▶ PROMPT: When you copy the listing, skip the images and return each line verbatim.

*** Opening of DATA FOR THE TASK ***

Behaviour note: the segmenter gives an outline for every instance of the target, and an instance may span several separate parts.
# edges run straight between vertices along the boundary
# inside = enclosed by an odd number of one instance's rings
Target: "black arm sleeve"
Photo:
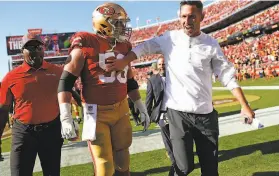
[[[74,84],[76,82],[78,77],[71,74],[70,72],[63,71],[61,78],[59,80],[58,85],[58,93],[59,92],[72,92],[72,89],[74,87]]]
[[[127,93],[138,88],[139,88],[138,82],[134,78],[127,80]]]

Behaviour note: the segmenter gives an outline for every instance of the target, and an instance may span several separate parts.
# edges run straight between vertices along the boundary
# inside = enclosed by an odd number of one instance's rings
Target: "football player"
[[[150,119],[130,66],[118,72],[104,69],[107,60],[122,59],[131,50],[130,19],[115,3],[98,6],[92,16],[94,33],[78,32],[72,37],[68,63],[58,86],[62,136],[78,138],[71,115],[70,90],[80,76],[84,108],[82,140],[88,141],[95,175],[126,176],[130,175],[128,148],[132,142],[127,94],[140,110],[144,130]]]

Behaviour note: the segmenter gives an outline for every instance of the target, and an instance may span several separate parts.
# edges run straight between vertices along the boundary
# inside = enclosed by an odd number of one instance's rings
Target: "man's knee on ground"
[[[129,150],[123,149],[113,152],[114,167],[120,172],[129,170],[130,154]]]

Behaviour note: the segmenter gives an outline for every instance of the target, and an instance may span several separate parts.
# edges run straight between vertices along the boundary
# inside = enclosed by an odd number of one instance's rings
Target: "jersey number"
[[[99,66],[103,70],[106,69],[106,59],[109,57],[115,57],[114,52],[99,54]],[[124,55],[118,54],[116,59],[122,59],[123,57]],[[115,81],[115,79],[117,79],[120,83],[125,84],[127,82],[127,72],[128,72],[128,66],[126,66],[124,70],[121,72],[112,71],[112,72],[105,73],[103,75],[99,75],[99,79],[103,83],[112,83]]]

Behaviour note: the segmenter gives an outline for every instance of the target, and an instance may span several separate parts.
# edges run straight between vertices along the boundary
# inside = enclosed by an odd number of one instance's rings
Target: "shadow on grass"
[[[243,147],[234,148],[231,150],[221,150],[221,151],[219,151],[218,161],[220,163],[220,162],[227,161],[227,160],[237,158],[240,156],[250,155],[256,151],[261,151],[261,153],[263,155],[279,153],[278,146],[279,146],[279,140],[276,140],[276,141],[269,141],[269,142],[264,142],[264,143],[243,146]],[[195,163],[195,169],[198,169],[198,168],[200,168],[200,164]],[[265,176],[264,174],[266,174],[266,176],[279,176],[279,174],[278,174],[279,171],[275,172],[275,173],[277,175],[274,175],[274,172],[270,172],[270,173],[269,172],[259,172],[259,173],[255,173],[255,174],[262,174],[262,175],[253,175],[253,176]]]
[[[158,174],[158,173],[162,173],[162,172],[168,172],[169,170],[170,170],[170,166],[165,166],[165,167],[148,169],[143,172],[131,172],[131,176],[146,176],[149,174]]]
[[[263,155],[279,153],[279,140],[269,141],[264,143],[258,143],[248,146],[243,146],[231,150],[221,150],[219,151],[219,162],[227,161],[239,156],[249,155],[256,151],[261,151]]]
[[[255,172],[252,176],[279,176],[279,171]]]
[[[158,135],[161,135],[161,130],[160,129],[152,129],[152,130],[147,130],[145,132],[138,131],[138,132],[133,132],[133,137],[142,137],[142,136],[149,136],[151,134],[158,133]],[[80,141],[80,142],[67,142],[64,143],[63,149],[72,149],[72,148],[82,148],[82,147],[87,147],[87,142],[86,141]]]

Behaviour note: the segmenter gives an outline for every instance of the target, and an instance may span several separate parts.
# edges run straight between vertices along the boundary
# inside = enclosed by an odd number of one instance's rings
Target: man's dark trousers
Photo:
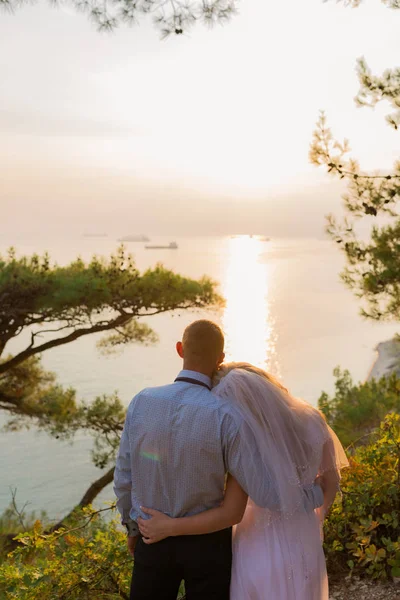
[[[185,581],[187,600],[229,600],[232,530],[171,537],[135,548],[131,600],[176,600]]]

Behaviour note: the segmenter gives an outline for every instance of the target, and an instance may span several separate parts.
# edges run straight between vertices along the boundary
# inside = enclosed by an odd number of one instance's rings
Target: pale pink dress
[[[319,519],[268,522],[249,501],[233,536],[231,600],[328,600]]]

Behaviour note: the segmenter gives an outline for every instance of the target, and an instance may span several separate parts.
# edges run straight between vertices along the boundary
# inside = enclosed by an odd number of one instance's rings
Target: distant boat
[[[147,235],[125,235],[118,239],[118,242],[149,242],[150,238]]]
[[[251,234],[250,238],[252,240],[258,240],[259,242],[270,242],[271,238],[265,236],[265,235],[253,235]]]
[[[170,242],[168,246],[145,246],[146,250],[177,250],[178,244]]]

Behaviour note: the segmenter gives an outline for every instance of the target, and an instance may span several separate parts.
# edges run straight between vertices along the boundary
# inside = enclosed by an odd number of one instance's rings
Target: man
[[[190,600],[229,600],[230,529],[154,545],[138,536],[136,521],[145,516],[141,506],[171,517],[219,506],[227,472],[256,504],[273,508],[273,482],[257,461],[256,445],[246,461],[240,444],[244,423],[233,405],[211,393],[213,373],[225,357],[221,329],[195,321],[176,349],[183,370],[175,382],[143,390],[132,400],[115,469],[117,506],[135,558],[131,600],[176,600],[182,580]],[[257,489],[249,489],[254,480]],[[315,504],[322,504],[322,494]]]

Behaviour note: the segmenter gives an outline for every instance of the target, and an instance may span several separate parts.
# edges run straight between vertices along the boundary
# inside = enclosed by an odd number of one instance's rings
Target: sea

*** Close of DATA FOR THE TASK ***

▶ FINISHED TASK:
Behaviour note: the segmenter gives an outline for every instance of the target, and an instance may span several separate parts.
# edges run straight between vertices along the boundary
# inside = enclosed by an odd number of one instance's rings
Target: "black arm sleeve"
Photo:
[[[74,84],[76,82],[78,77],[71,74],[70,72],[63,71],[61,78],[59,80],[58,85],[58,93],[59,92],[72,92],[72,89],[74,87]]]
[[[127,93],[138,88],[139,88],[138,82],[134,78],[127,80]]]

Behaviour note: the segmenter gives an outline for every instance of the target, and an instance may span several separate parts.
# edges run straight between vertices along the boundary
# inside = enclosed by an odd number of one instance's rings
Target: "football player"
[[[150,119],[130,66],[118,72],[104,69],[107,60],[122,59],[131,50],[130,19],[115,3],[98,6],[92,16],[94,33],[78,32],[72,37],[68,63],[58,86],[62,136],[78,138],[71,115],[70,90],[80,76],[84,108],[82,140],[88,141],[95,175],[126,176],[130,175],[128,148],[132,142],[127,94],[140,110],[144,130]]]

Behaviour note: the segmenter gives an outline for every instance of the target, and an instance may span several separate parts.
# edges run straight between vertices along the boundary
# inside = enclosed by an odd number of one instance's rings
Target: "man's knee on ground"
[[[129,150],[123,149],[113,152],[114,167],[120,172],[129,170],[130,154]]]

Behaviour note: the segmenter gives an outline for every instance of the target, and an instance may span several separate parts.
# edges run straight between vertices along the boundary
# inside = enclosed by an odd number of one instance's rings
Target: "jersey number"
[[[99,66],[103,70],[106,69],[106,59],[109,57],[115,57],[114,52],[99,54]],[[124,55],[118,54],[116,59],[122,59],[123,57]],[[115,81],[115,79],[117,79],[120,83],[125,84],[127,82],[127,72],[128,72],[128,66],[126,66],[124,70],[121,72],[112,71],[112,72],[105,73],[103,75],[99,75],[99,79],[103,83],[112,83]]]

Behaviour note: the segmenter gives an outline for every instance of the target, and an instance may span several separate parts.
# edges run straight between vertices along the boundary
# inside = enclosed by an odd number of one instance's rings
Target: "shadow on grass"
[[[243,147],[234,148],[231,150],[221,150],[221,151],[219,151],[218,161],[220,163],[220,162],[227,161],[227,160],[237,158],[240,156],[250,155],[256,151],[261,151],[261,153],[263,155],[279,153],[278,146],[279,146],[279,140],[276,140],[276,141],[269,141],[269,142],[264,142],[264,143],[243,146]],[[195,163],[195,169],[198,169],[198,168],[200,168],[200,164]],[[265,176],[264,174],[266,174],[266,176],[279,176],[279,174],[278,174],[279,171],[275,172],[275,173],[277,175],[274,175],[274,172],[270,172],[270,173],[269,172],[259,172],[259,173],[255,173],[255,174],[262,174],[262,175],[253,175],[253,176]]]
[[[158,174],[158,173],[162,173],[162,172],[168,172],[169,170],[170,170],[170,166],[165,166],[165,167],[148,169],[143,172],[131,172],[131,176],[146,176],[149,174]]]
[[[263,155],[279,153],[279,140],[269,141],[264,143],[258,143],[248,146],[243,146],[231,150],[221,150],[219,151],[219,162],[227,161],[239,156],[249,155],[256,151],[261,151]]]
[[[255,172],[252,176],[279,176],[279,171]]]
[[[158,135],[161,135],[161,130],[160,129],[152,129],[152,130],[147,130],[145,132],[138,131],[138,132],[133,132],[133,137],[142,137],[142,136],[149,136],[151,134],[158,133]],[[80,141],[80,142],[67,142],[64,143],[63,149],[72,149],[72,148],[82,148],[82,147],[87,147],[87,142],[86,141]]]

Behaviour note: the segmenter gives an outline for every instance of the target, and an instance may span several separate parts.
# edges run straight between vertices along the boundary
# inside = enclosed by an odd number of one instance's rings
Target: man's dark trousers
Photo:
[[[185,581],[187,600],[229,600],[232,530],[171,537],[135,548],[131,600],[176,600]]]

Behaviour note: the segmenter gives an outline for every instance of the target, and an instance may span several separate parts.
# edges run straight between vertices along the boundary
# inside = enclosed by an odd number of one instance's rings
Target: pale pink dress
[[[319,519],[268,522],[249,501],[233,536],[231,600],[328,600]]]

Behaviour note: the segmenter gives an outline for every instance of the target, and an instance may span several separate parts.
# edges run straight between vertices along the boundary
# inside = enclosed by an odd number of one instance's rings
Target: distant boat
[[[147,235],[125,235],[118,239],[118,242],[149,242],[150,238]]]
[[[251,234],[250,238],[252,240],[258,240],[259,242],[270,242],[271,238],[265,236],[265,235],[253,235]]]
[[[170,242],[168,246],[145,246],[146,250],[177,250],[178,244]]]

Behaviour note: the segmenter gives an outline for every instance of the target, and an instance may span several separate parts.
# edges run straight between vertices along the boundary
# inside = enclosed by an odd number of one instance's rings
Target: man
[[[190,600],[229,600],[230,529],[154,545],[138,536],[136,521],[145,516],[141,506],[171,517],[219,506],[227,472],[256,504],[273,508],[273,482],[257,461],[256,445],[246,461],[240,444],[244,423],[233,405],[211,393],[213,373],[225,357],[221,329],[195,321],[176,349],[183,370],[175,382],[143,390],[132,400],[115,469],[117,506],[135,558],[131,600],[176,600],[182,580]],[[257,489],[249,489],[254,480]],[[315,504],[322,504],[322,494]]]

Behaviour note: the segmenter gives an outline for every instance of the target, and an instance may span several separate parts.
# edges run straight between vertices along the boundary
# inside = enclosed by an odd number of one instance's rings
Target: sea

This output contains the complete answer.